* WHAT YOU ARE ASKED TO DO:
Carry none of the pictures over; set down the material below exactly.

(Position annotation records)
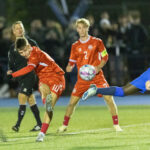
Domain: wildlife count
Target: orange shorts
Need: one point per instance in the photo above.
(56, 83)
(82, 86)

* REPLY:
Domain: wildlife count
Target: orange shorts
Need: one point per instance in the photo above.
(56, 83)
(82, 86)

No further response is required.